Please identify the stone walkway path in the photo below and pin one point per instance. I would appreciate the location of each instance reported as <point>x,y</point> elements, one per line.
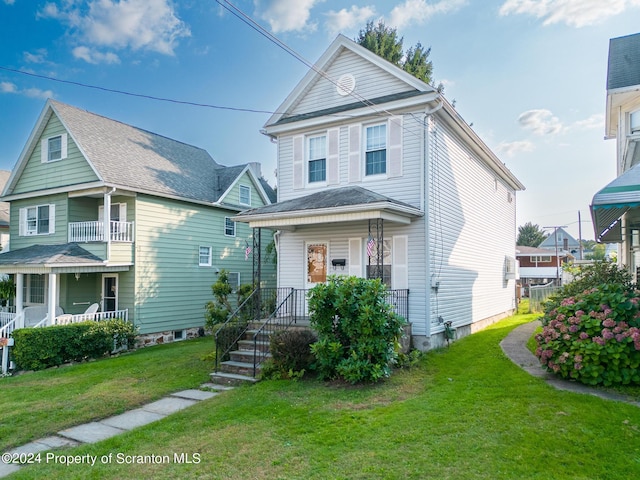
<point>515,347</point>
<point>109,427</point>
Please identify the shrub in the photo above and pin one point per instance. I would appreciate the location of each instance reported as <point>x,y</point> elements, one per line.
<point>38,348</point>
<point>291,354</point>
<point>358,331</point>
<point>594,336</point>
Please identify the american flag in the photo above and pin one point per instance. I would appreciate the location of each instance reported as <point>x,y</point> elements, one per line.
<point>370,246</point>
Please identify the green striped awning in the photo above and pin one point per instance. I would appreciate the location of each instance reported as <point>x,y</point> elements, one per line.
<point>612,202</point>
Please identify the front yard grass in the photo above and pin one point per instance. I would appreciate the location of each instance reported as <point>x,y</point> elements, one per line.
<point>466,412</point>
<point>38,404</point>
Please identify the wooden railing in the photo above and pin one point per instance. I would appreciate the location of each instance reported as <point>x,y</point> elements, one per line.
<point>93,231</point>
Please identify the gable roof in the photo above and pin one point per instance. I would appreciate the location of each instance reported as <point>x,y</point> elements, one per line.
<point>132,158</point>
<point>317,73</point>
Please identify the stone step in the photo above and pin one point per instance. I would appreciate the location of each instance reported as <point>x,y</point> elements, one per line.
<point>231,379</point>
<point>248,345</point>
<point>239,368</point>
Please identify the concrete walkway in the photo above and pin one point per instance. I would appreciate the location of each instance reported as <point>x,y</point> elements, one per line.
<point>109,427</point>
<point>515,347</point>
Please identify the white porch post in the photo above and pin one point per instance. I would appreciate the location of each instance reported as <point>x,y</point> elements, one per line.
<point>20,298</point>
<point>53,298</point>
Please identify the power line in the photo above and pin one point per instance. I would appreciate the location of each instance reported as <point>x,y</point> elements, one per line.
<point>131,94</point>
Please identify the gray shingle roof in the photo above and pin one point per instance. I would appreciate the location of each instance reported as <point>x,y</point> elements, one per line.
<point>333,198</point>
<point>132,157</point>
<point>624,62</point>
<point>67,253</point>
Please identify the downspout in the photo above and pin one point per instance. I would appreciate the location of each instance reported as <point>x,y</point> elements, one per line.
<point>107,220</point>
<point>425,205</point>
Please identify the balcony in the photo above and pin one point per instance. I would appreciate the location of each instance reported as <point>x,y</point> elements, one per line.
<point>93,231</point>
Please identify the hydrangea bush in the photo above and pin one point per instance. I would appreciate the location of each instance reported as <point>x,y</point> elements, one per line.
<point>593,336</point>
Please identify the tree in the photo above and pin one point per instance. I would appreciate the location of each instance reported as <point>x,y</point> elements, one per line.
<point>384,42</point>
<point>530,235</point>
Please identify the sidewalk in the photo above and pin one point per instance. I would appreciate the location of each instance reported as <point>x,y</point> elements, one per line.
<point>515,347</point>
<point>109,427</point>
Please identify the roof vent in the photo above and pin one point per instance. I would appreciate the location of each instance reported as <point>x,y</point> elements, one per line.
<point>346,84</point>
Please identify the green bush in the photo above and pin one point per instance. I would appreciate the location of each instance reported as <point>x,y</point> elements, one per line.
<point>358,331</point>
<point>291,354</point>
<point>38,348</point>
<point>593,336</point>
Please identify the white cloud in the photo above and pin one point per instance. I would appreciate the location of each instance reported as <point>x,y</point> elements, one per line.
<point>513,148</point>
<point>125,24</point>
<point>93,56</point>
<point>8,87</point>
<point>419,11</point>
<point>39,56</point>
<point>540,122</point>
<point>286,15</point>
<point>344,19</point>
<point>575,13</point>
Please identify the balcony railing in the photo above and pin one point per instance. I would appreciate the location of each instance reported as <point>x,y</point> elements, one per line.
<point>94,232</point>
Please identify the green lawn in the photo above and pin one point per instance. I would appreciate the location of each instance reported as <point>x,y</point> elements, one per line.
<point>467,412</point>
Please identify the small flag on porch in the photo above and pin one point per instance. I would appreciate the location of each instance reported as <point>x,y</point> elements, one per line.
<point>370,246</point>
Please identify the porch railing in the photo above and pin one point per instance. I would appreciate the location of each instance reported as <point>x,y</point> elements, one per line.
<point>93,231</point>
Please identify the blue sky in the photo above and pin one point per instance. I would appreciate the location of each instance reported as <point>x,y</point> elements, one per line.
<point>530,75</point>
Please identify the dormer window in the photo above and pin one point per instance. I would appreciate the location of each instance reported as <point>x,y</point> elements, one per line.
<point>54,148</point>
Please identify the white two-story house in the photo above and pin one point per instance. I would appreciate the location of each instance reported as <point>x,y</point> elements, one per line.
<point>378,176</point>
<point>616,208</point>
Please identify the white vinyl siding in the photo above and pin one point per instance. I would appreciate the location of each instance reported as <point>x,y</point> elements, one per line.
<point>465,207</point>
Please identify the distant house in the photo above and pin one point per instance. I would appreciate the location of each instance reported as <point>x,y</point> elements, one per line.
<point>380,177</point>
<point>103,212</point>
<point>563,241</point>
<point>540,266</point>
<point>615,209</point>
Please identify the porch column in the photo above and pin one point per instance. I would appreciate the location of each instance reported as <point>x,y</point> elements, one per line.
<point>53,298</point>
<point>20,298</point>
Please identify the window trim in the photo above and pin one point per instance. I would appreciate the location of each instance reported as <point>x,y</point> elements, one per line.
<point>247,188</point>
<point>309,159</point>
<point>46,152</point>
<point>366,150</point>
<point>209,256</point>
<point>228,219</point>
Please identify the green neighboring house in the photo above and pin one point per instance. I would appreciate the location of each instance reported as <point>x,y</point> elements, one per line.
<point>103,212</point>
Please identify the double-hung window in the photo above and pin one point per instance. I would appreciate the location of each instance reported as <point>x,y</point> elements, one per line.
<point>317,158</point>
<point>245,195</point>
<point>204,255</point>
<point>36,220</point>
<point>229,227</point>
<point>376,149</point>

▸ AUFGABENSTELLUNG
Schreib nur die Zeilen oben von der mit „Please identify the porch railing“ bis zu der mit „<point>465,207</point>“, beide eingeschlossen, vollständig noch einmal ab. Addiere dabei zu jeder Koordinate in den Antworten 104.

▸ ANTWORT ZUR AUFGABE
Please identify the porch railing in the photo above and pin one point per instance. I would appreciate the location of each instance reported as <point>x,y</point> elements, one per line.
<point>197,335</point>
Please identify the blue sky in the photo above and pin one point per instance. I would appreciate the location of each instance reported as <point>x,y</point> elements, one per line.
<point>634,179</point>
Please identify the dormer window in the photo above and pin one point per instance. I would appreciate the location of each instance reported as <point>x,y</point> elements, one per line.
<point>158,252</point>
Please identify the white two-story house in the photo above and pin one point per instance. I would appreciate the location of each instance reported as <point>x,y</point> elements, one per line.
<point>482,280</point>
<point>720,312</point>
Please identify the white vinyl siding in the photo above and pin one point per instance. I would appreciate the location of each instance reported as <point>x,y</point> elements, one per line.
<point>569,311</point>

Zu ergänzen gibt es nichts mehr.